▶ **Challenge A**
Reproduce word for word the part of the passage on German submarines in the Atlantic starting at "Grand Admiral of" and ending at "and American Navies.".

▶ **Excerpted passage**
The United States of America took a huge blow at Pearl Harbor in 1941, which prompted them join the war alongside the British. Before that event, America was already delivering economic help and acted as an observer party of the Allies, leasing ships and approving loans to help the war effort.
The Germans adopted the total war doctrine which meant that they waged war against the standard rules of warfare. This led to the declaration of the unrestricted submarine war on the Allied merchant and transport ships which were assigned to deliver supplies and weapons to the British Isles.
German submarines in the period 1940-1941, managed to gain significant success in the Atlantic theater of the War against the British ships. This was due to lack of radar equipment and high-frequency finding devices of the Allied vessels. The ships were equipped mostly with sonars that could detect submerged submarines, but were helpless against surface raids that the Germans often practiced at night.
Black submarines were practically invisible during night-time which provoked paranoia among the crewman stationed on the ships. The Germans called this period “The Happy Time”, for they could sink ships with little or no casualties on their side.
One day after the events of Pearl Harbor, the Germans declared war on the United States. Since the Atlantic Ocean separated the United States from the battlefields of Europe, the sea became the stage of the initial conflict between the new enemies.
Grand Admiral of the Reich, Karl Donitz devised a plan in December 1941, in which he set out to harass the ships moving by the coastal line of the North American continent. He called it Operation Drumbeat. The Germans sent three of their Type IX long-range U-boats to the coastal waters of the US. They were assigned to stay submerged during the day and ambush merchant ships during night. The British intelligence picked up movement from the port of Lorient in France and informed the Canadian and American Navies.
The British experience in the submarine wars of the Atlantic during the first two years of World War Two suggested the use of some precautionary measures. The British Royal Navy noted that all coastal cities should stay in the state of blackout during night-time, that all ships should travel in convoys and that all navigational markers and lighthouses should be put out of commission, as they could help the enemy more than they would help the Allies. In addition they strongly advised that all available sea and air forces should be put to use in patrolling the coast, thus restricting the U-boats freedom of movement.

▶ **Information given**

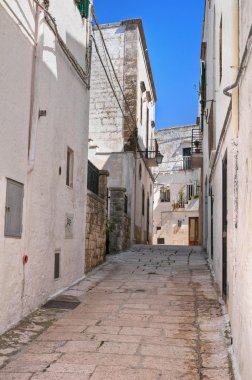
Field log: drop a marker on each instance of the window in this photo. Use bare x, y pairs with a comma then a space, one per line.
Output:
141, 110
147, 130
93, 178
165, 194
83, 6
69, 171
143, 200
220, 50
189, 191
57, 265
125, 204
187, 158
14, 209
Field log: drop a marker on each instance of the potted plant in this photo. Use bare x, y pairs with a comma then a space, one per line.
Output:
197, 144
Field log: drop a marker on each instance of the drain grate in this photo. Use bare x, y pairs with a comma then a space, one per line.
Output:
62, 302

▶ **Challenge B**
Rewrite the records starting at the line containing "Field log: drop a marker on each instance of the potted" and ending at the last of the records, putting "storm drain" in place of "drain grate" and leaving everything else untouched.

▶ **Reply A**
Grand Admiral of the Reich, Karl Donitz devised a plan in December 1941, in which he set out to harass the ships moving by the coastal line of the North American continent. He called it Operation Drumbeat. The Germans sent three of their Type IX long-range U-boats to the coastal waters of the US. They were assigned to stay submerged during the day and ambush merchant ships during night. The British intelligence picked up movement from the port of Lorient in France and informed the Canadian and American Navies.

▶ **Reply B**
Field log: drop a marker on each instance of the potted plant in this photo. Use bare x, y pairs with a comma then a space, one per line.
Output:
197, 144
Field log: drop a marker on each instance of the storm drain in this photo. Use bare x, y pairs with a comma then a space, one per line.
Output:
62, 302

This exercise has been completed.